● Stored records
## BEGIN

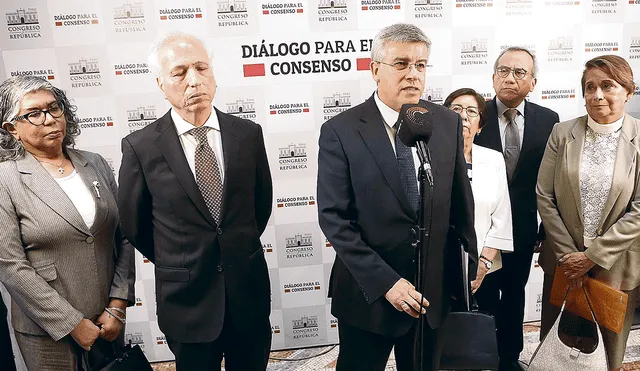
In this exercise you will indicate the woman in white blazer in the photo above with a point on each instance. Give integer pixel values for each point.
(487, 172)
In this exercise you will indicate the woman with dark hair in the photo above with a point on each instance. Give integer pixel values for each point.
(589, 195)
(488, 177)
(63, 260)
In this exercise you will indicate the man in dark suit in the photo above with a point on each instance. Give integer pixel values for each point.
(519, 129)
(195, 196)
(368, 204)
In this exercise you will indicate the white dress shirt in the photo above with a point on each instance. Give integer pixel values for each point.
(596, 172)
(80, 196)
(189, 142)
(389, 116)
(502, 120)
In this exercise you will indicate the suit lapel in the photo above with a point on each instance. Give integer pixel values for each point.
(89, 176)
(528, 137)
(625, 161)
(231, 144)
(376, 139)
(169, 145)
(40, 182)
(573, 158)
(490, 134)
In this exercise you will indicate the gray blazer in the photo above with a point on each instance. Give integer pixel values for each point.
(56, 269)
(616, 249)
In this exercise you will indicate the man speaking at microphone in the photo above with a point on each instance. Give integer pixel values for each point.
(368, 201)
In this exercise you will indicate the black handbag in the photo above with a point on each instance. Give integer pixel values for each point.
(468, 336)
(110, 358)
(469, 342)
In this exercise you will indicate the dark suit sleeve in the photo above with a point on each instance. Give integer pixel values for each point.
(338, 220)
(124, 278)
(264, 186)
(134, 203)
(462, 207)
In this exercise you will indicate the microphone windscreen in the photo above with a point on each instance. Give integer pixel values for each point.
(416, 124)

## END

Print all of the material above verbatim, leaving out the picture.

● Solution below
In this exercise you will indicate the woman in white blazer in the photo above with a point on each instance. Give integer pixel values for each point.
(487, 172)
In this exercise you will indicate the woman with dark hair in the photo above with a point on each instance. Give integer pixel values for each point.
(589, 195)
(488, 177)
(63, 260)
In this exercise you will indicate the man in dark suit in the photo above with a point on each instance. Give integer pixel values for each point.
(519, 129)
(195, 196)
(368, 204)
In this exercise you will indicate the white dress shirt in the photo above with a point on each instance. Give integer pixel values for each point.
(596, 172)
(80, 196)
(189, 142)
(389, 116)
(502, 120)
In this exercise you will indicate the suit lapel in the photo above with a point on each instance. Give integer pixel values for each point.
(89, 176)
(528, 137)
(625, 161)
(231, 144)
(376, 139)
(169, 145)
(40, 182)
(573, 158)
(490, 134)
In this exercise you will indicate the gray blazer in the photo above with a point on each instance. Give integer pixel values for each point.
(56, 269)
(616, 249)
In this exercise you will indicate the man speaking at microphone in the photo above with a point on each instance. Give integer pixel values for each point.
(368, 201)
In this exercise you will indicate the black handbag in the photo above with a point on each instance. Give integer pixel values for each point.
(468, 336)
(110, 358)
(469, 342)
In this exercise you will indicate the dark suit sleeve in the photo above with a point on each instance. Give integer pixel values for each point.
(338, 220)
(124, 278)
(264, 186)
(134, 203)
(462, 207)
In this exercise you will indicate the microphone windscreen in the photo above with a point on each instance. Give integer pixel values for each point.
(416, 124)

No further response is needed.